**EXERCISE OBJECTIVE:**
Will you return, word for word, the lines of the records starting with the line with "Can you spot the rear" and going on through the line with "x=296, y=201", omitting the pictures?

+++ ROWS +++

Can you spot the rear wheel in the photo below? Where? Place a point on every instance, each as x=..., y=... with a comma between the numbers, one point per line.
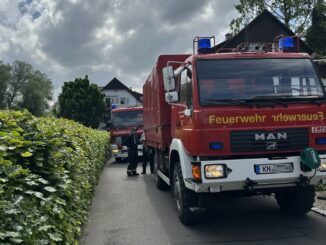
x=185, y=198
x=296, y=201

+++
+++ ROWS +++

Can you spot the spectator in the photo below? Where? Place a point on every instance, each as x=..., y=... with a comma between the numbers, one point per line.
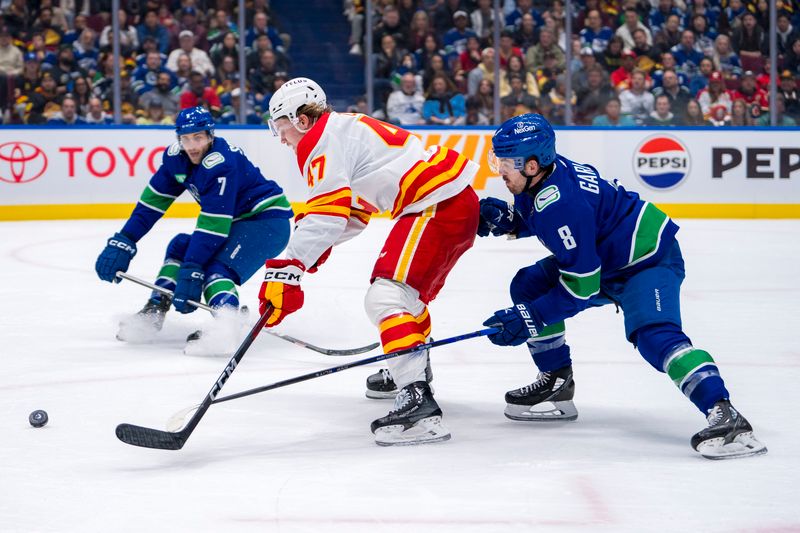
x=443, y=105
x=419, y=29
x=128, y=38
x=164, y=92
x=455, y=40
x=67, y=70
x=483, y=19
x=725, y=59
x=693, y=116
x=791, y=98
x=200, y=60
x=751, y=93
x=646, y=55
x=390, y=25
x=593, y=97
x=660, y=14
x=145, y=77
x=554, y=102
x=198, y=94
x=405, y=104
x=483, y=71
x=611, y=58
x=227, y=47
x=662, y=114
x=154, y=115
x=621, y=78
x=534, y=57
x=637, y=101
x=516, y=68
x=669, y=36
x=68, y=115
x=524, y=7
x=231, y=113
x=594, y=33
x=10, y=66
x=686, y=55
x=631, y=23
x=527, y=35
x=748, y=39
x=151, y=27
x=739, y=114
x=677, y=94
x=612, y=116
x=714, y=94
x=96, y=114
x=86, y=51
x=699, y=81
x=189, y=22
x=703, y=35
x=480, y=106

+++

**THE OUTPUT:**
Can you spot the rear wheel in the photo below? Where? Place a point on every instance, each as x=..., y=... with a comma between the numbers, one point per line.
x=185, y=198
x=296, y=201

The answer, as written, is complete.